Указания →
• 1. Ответьте на вопросы по интервью с Романом Тименчиком:
(a) Кто ведет беседу?
(b) В каком году Тименчик оканчивал школу?
(c) В каком городе он тогда жил?
• 2. Процитируйте без изменений фрагмент интервью с Романом Тименчиком: всё от слов «Беседу ведет Михаил» и вниз до слов «гостя нашей рубрики.».
• 3. Продолжите интервью с Романом Тименчиком, начав сразу после последней приведенной реплики.

Фрагмент текста →
- - -
[<<Содержание] [Архив]       ЛЕХАИМ  ИЮЛЬ 2011 ТАМУЗ 5771 – 7(231)

 

Роман Тименчик: «У меня самоощущение латвийского русскоязычного еврея»

Беседу ведет Михаил Эдельштейн

Существует популярный филологический анекдот-быль с без малого 20-летним стажем. Один исследователь 1967 года рождения, придя в Российский государственный архив литературы и искусства, обнаружил, что в листах использования заказанных им архивных дел стоит подпись Романа Давидовича Тименчика, помеченная тем самым 1967-м. Он рассказал об этом другу, на что тот отреагировал экспромтом: «Когда ты вылуплялся, птенчик, / В ЦГАЛИ уже сидел Тименчик». Мне кажется, эта история — самое емкое и точное представление сегодняшнего гостя нашей рубрики.

Роман Тименчик. Прага. 2010 год

 

Михаил Эдельштейн Как вы решили заниматься тем, чем вы занимаетесь?

Роман Тименчик Я часто вспоминаю этот момент. В 1962 году, оканчивая школу, я собирался поступать во ВГИК на режиссерский. Главным толчком стали начавшиеся тогда публикации кусков из мемуаров и теоретических работ Эйзенштейна, а также первое знакомство с его фильмами, с фильмами Чаплина и прочим — довольно узким, надо сказать, — набором классики мирового кино, доступным в то время в киноклубах. Но незадолго до вступительных экзаменов вышло постановление, что абитуриенты некоторых вузов, в том числе ВГИКа, должны иметь два года производственного стажа, причем за таковой засчитывалось и обучение в другом вузе. И я решил поступить на иняз, подучить анг­лийский.

МЭ Это было в Риге?

РТ Да, я жил в Риге. Но, отправившись сдавать документы в университет, я встретил стайку молодых поэтов и любителей поэзии. И когда я спросил их, откуда они идут, то выяснилось, что они только что подали документы на русское отделение. И я пошел с ними и переписал заявление — к ужасу моих родителей, которые считали, что филология и вообще-то нехлебное дело, а русская подавно. Но я заверил их, что все равно это ненадолго, я проучусь здесь два года, а потом уйду во ВГИК.
- - -
Собранный материал →
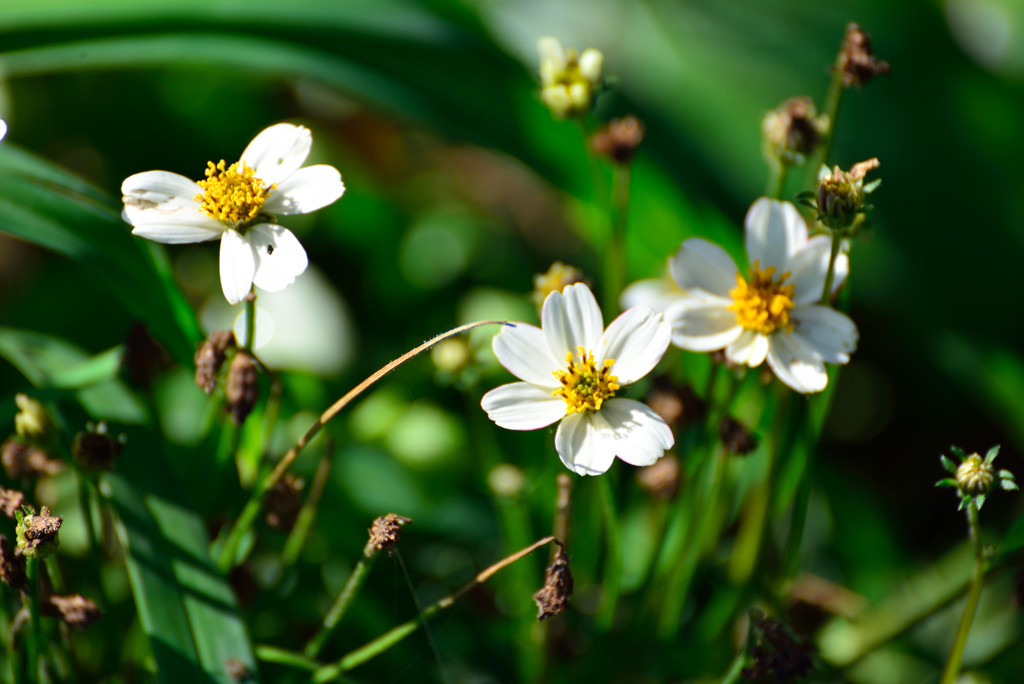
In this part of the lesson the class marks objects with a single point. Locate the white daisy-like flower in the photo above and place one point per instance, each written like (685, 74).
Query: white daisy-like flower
- - -
Ответы по заданиям →
• 1.
(a) Михаил Эдельштейн.
(b) В 1962 году.
(c) В Риге.

• 2.
Беседу ведет Михаил Эдельштейн

Существует популярный филологический анекдот-быль с без малого 20-летним стажем. Один исследователь 1967 года рождения, придя в Российский государственный архив литературы и искусства, обнаружил, что в листах использования заказанных им архивных дел стоит подпись Романа Давидовича Тименчика, помеченная тем самым 1967-м. Он рассказал об этом другу, на что тот отреагировал экспромтом: «Когда ты вылуплялся, птенчик, / В ЦГАЛИ уже сидел Тименчик». Мне кажется, эта история — самое емкое и точное представление сегодняшнего гостя нашей рубрики.

• 3.
Первый студенческий месяц ушел на колхоз, а потом нам объявили, что приедет лектор из ИМЛИ с курсом о современной поэзии. На лекции набилось очень много народу в надежде услышать о своих любимцах — Евтушенко, Вознесенском, Рождественском. Лектор с самого начала отвел вопросы по этой теме, сказав, что он сосредоточится только на истоках той поэзии, которую так любит молодежь, и будет рассказывать о символистах, акмеистах, футуристах и так далее. И начались лекции. Это был спектакль: лектор был театрален, интенсивно бородат, временами меланхолически задумчив, временами неистово агрессивен и скрыто саркастичен — все возможное богатство интонаций хорошо настоянной русской речи. Это был Андрей Донатович Синявский. И когда я прослушал это двухнедельное чудо ораторского — и не просто ораторского, а даже и проповеднического — искусства, то подумал, что тоже хотел бы заниматься тем, чем занимается этот человек.

МЭ Вы сразу определились с темой?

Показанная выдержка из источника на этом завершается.